> **Given problem**: Reproduce the records exactly.

__________________________________________________

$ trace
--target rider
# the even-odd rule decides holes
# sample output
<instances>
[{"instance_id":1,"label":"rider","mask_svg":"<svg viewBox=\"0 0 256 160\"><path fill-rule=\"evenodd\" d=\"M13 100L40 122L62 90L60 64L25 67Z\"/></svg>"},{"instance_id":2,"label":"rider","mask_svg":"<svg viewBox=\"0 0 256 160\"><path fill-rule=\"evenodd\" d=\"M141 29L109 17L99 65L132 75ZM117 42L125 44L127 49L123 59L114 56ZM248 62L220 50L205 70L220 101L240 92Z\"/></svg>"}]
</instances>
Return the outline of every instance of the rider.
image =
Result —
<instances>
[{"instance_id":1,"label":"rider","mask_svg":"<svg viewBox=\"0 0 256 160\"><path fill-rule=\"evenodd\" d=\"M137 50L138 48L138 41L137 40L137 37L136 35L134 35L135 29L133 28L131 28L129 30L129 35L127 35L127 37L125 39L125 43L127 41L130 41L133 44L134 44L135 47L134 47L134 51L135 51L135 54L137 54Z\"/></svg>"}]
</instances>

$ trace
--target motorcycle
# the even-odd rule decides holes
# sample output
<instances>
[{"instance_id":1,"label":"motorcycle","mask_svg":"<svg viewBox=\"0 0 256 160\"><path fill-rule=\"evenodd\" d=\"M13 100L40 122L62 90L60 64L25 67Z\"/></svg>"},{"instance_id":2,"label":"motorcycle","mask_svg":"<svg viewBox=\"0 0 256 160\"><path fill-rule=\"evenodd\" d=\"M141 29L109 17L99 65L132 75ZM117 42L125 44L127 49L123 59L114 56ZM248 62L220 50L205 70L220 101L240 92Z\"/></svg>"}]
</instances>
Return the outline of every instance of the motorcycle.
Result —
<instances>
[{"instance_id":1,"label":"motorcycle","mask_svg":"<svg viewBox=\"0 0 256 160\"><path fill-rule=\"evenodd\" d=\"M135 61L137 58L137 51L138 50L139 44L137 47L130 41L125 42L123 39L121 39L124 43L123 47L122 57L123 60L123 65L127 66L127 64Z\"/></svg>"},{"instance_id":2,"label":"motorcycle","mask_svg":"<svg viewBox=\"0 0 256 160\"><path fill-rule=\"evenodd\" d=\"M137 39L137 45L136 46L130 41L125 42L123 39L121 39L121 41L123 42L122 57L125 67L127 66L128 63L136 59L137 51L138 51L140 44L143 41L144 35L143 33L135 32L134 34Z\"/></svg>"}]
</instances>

__________________________________________________

> **Task output**:
$ trace
--target rider
# the even-odd rule decides holes
# sample output
<instances>
[{"instance_id":1,"label":"rider","mask_svg":"<svg viewBox=\"0 0 256 160\"><path fill-rule=\"evenodd\" d=\"M13 100L40 122L62 90L60 64L25 67Z\"/></svg>"},{"instance_id":2,"label":"rider","mask_svg":"<svg viewBox=\"0 0 256 160\"><path fill-rule=\"evenodd\" d=\"M141 29L109 17L99 65L132 75ZM117 42L125 44L127 49L123 59L114 56ZM248 62L220 50L205 70L220 101L240 92Z\"/></svg>"}]
</instances>
Return the outline of every instance of the rider.
image =
Result —
<instances>
[{"instance_id":1,"label":"rider","mask_svg":"<svg viewBox=\"0 0 256 160\"><path fill-rule=\"evenodd\" d=\"M137 50L138 48L138 41L137 40L137 37L136 35L134 35L135 29L133 28L131 28L129 30L129 35L127 35L127 37L125 39L125 43L127 41L130 41L133 44L134 44L135 47L134 47L134 51L135 51L135 54L137 54Z\"/></svg>"}]
</instances>

$ trace
--target motorcycle
# the even-odd rule decides holes
# sample output
<instances>
[{"instance_id":1,"label":"motorcycle","mask_svg":"<svg viewBox=\"0 0 256 160\"><path fill-rule=\"evenodd\" d=\"M13 100L40 122L62 90L60 64L25 67Z\"/></svg>"},{"instance_id":2,"label":"motorcycle","mask_svg":"<svg viewBox=\"0 0 256 160\"><path fill-rule=\"evenodd\" d=\"M141 29L109 17L99 65L132 75ZM117 42L125 44L127 49L123 59L114 56ZM248 62L220 50L205 70L220 101L240 92Z\"/></svg>"}]
</instances>
Return the outline of every instance of the motorcycle.
Result —
<instances>
[{"instance_id":1,"label":"motorcycle","mask_svg":"<svg viewBox=\"0 0 256 160\"><path fill-rule=\"evenodd\" d=\"M135 61L137 58L137 51L138 50L139 44L137 47L130 41L125 42L123 39L121 39L124 43L123 47L122 57L123 60L123 65L127 66L127 64Z\"/></svg>"},{"instance_id":2,"label":"motorcycle","mask_svg":"<svg viewBox=\"0 0 256 160\"><path fill-rule=\"evenodd\" d=\"M137 39L137 45L136 46L130 41L125 42L123 39L121 39L121 41L123 42L122 57L125 67L127 66L128 63L136 59L137 51L138 51L140 44L143 41L144 35L143 33L135 32L134 34Z\"/></svg>"}]
</instances>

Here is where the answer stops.